→ **PASAJE CITADO**
──────

# Cambio de potenciometro



## txt1986 (Nov 4, 2010)

Se puede cambiar los potenciometros de un ecualizador que tiene unos del tipo deslizantes a unos potenciometros rotativos sin cambiar o modificar la plaqueta? o sea haciendo alguna conexión en paralelo entre la plaqueta (donde están los contactos donde está el potenciometro deslizante) y el potenciometro rotativo? Si necesitan fotos tratare de ponerlas para que se me entienda mejor


----------



## pipa09 (Nov 4, 2010)

txt1986 dijo:


> Se puede cambiar los potenciometros de un ecualizador que tiene unos del tipo deslizantes a unos potenciometros rotativos sin cambiar o modificar la plaqueta? o sea haciendo alguna conexión en paralelo entre la plaqueta (donde están los contactos donde está el potenciometro deslizante) y el potenciometro rotativo? Si necesitan fotos tratare de ponerlas para que se me entienda mejor


 

Los podes conectar mediantes cables, solo tenes que saber cuales son los terminales de cada uno!!


----------



## Electronec (Nov 4, 2010)

Asegúrate de saber si los potes a sustituir son lineales o logarítmicos.

Saludos.


----------



## pipa09 (Nov 4, 2010)

Electronec dijo:


> Asegúrate de saber si los potes a sustituir son lineales o logarítmicos.
> 
> Saludos.


 
La mayoria de los eq ( por no decir todos) usan los potes lineales!!


----------



## Electronec (Nov 5, 2010)

pipa09 dijo:
			
		

> La mayoria de los eq* ( por no decir todos)* usan los potes lineales!!



Tu lo has dicho.

Saludos.


----------



## txt1986 (Nov 5, 2010)

──────

→ **ENTRADAS EXTRAÍDAS**
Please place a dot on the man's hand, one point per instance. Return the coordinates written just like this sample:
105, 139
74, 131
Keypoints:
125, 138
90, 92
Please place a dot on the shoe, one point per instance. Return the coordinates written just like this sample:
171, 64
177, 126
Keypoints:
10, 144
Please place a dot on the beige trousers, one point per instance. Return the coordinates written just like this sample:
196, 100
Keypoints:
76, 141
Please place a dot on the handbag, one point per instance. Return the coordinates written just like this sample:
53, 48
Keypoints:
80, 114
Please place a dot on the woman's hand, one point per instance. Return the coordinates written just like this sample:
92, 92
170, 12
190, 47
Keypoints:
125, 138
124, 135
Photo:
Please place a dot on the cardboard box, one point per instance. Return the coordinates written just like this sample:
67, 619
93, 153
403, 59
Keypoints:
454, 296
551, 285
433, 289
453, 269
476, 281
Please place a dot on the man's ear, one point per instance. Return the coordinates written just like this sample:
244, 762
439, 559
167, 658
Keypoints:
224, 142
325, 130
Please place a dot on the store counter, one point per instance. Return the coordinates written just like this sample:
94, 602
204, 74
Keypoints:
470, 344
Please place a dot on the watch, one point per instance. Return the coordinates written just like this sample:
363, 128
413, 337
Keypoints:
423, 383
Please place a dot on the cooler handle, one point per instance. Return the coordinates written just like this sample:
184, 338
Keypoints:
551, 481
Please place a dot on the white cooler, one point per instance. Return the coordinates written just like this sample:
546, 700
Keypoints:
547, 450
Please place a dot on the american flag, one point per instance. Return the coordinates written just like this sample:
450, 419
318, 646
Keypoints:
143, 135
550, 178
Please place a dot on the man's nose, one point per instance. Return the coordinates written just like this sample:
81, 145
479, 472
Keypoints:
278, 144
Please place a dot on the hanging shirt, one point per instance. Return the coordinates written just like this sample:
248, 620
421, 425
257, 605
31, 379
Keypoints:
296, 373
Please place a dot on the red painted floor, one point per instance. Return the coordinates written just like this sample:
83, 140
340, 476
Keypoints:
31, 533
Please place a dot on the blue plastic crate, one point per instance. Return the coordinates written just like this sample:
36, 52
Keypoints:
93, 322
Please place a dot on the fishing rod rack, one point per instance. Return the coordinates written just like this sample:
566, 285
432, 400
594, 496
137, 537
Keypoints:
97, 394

──────

→ **ENUNCIADO DE LA TAREA**
Reproduce íntegro y sin ningún cambio el hilo sobre el cambio de potenciómetros en un ecualizador.

→ **SOLUCIÓN DEL PROBLEMA**
# Cambio de potenciometro



## txt1986 (Nov 4, 2010)

Se puede cambiar los potenciometros de un ecualizador que tiene unos del tipo deslizantes a unos potenciometros rotativos sin cambiar o modificar la plaqueta? o sea haciendo alguna conexión en paralelo entre la plaqueta (donde están los contactos donde está el potenciometro deslizante) y el potenciometro rotativo? Si necesitan fotos tratare de ponerlas para que se me entienda mejor


----------



## pipa09 (Nov 4, 2010)

txt1986 dijo:


> Se puede cambiar los potenciometros de un ecualizador que tiene unos del tipo deslizantes a unos potenciometros rotativos sin cambiar o modificar la plaqueta? o sea haciendo alguna conexión en paralelo entre la plaqueta (donde están los contactos donde está el potenciometro deslizante) y el potenciometro rotativo? Si necesitan fotos tratare de ponerlas para que se me entienda mejor


 

Los podes conectar mediantes cables, solo tenes que saber cuales son los terminales de cada uno!!


----------



## Electronec (Nov 4, 2010)

Asegúrate de saber si los potes a sustituir son lineales o logarítmicos.

Saludos.


----------



## pipa09 (Nov 4, 2010)

Electronec dijo:


> Asegúrate de saber si los potes a sustituir son lineales o logarítmicos.
> 
> Saludos.


 
La mayoria de los eq ( por no decir todos) usan los potes lineales!!


----------



## Electronec (Nov 5, 2010)

pipa09 dijo:
			
		

> La mayoria de los eq* ( por no decir todos)* usan los potes lineales!!



Tu lo has dicho.

Saludos.


----------



## txt1986 (Nov 5, 2010)